[Requirements] Show each line in the rows below that contains the word "Give", copying every such line in full. Case counts.

+++ Material for this exercise

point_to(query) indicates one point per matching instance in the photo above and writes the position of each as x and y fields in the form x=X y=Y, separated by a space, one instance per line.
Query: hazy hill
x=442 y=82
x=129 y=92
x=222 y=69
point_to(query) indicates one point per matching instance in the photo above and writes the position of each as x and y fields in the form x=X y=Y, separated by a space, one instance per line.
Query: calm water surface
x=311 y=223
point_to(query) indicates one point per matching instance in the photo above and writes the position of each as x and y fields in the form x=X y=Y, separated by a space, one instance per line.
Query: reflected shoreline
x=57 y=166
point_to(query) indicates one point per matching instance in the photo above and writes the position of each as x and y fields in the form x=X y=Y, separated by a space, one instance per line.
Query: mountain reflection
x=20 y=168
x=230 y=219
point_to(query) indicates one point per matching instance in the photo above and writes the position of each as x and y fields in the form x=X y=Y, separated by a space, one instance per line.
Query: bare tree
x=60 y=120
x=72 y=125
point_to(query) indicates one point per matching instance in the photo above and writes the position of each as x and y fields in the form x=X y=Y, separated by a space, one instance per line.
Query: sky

++++++
+++ Material for this exercise

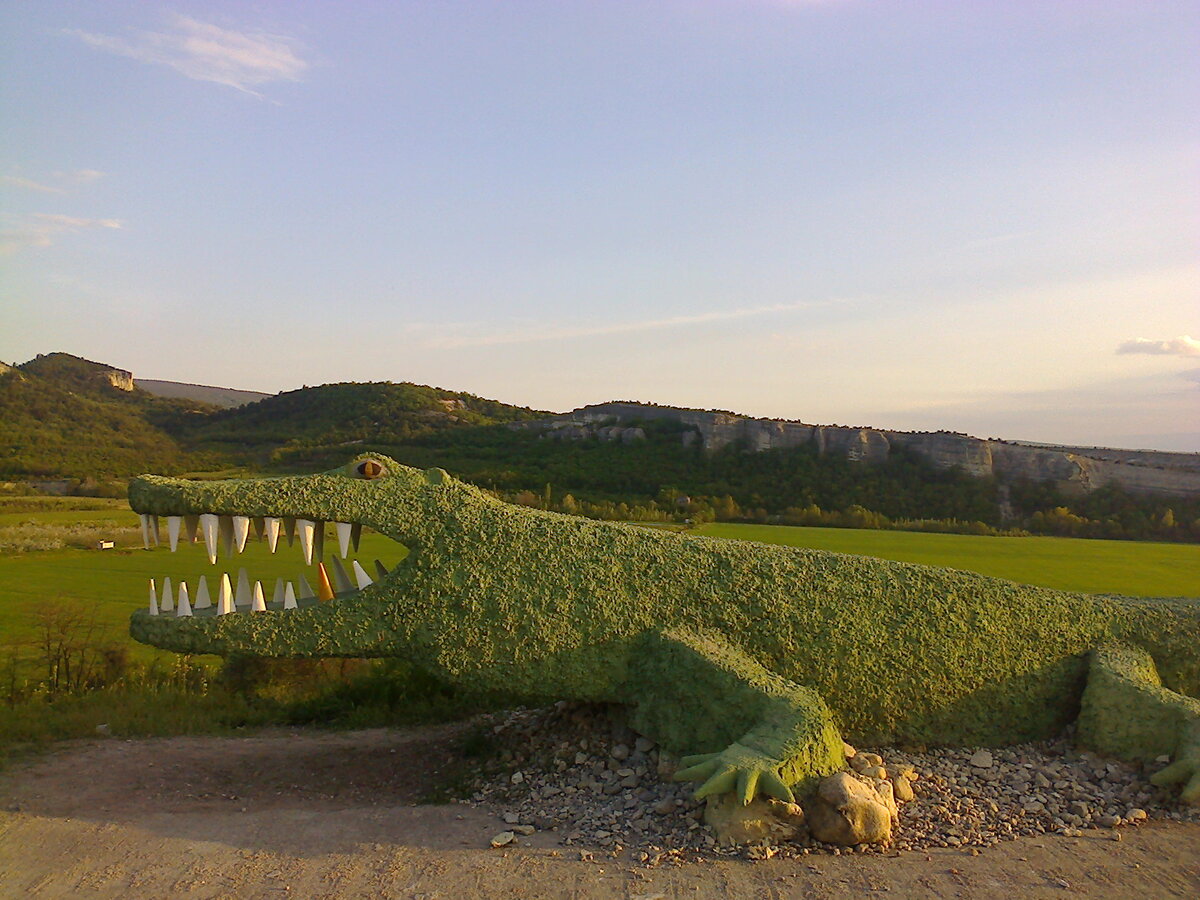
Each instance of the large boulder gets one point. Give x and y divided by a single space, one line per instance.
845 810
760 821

++++++
+++ Material for this exercise

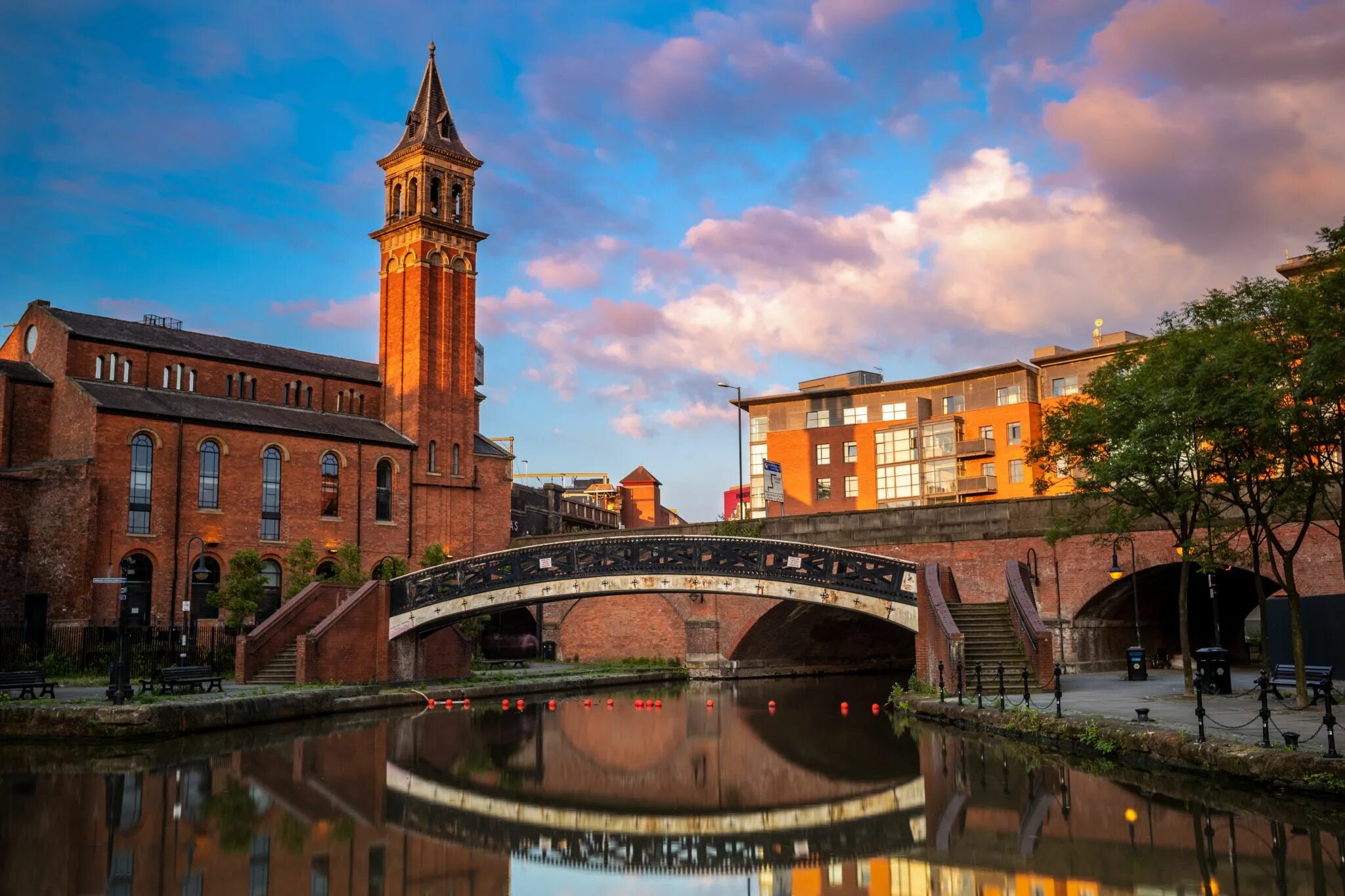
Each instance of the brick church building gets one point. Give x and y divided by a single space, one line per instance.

++++++

[Exercise result]
Each instance of the large boulder gets one point. Give x and y divided by a single space, one line per instance.
Each instance of the brick church building gets one point. Give x and y divided by a single space, one line per instance.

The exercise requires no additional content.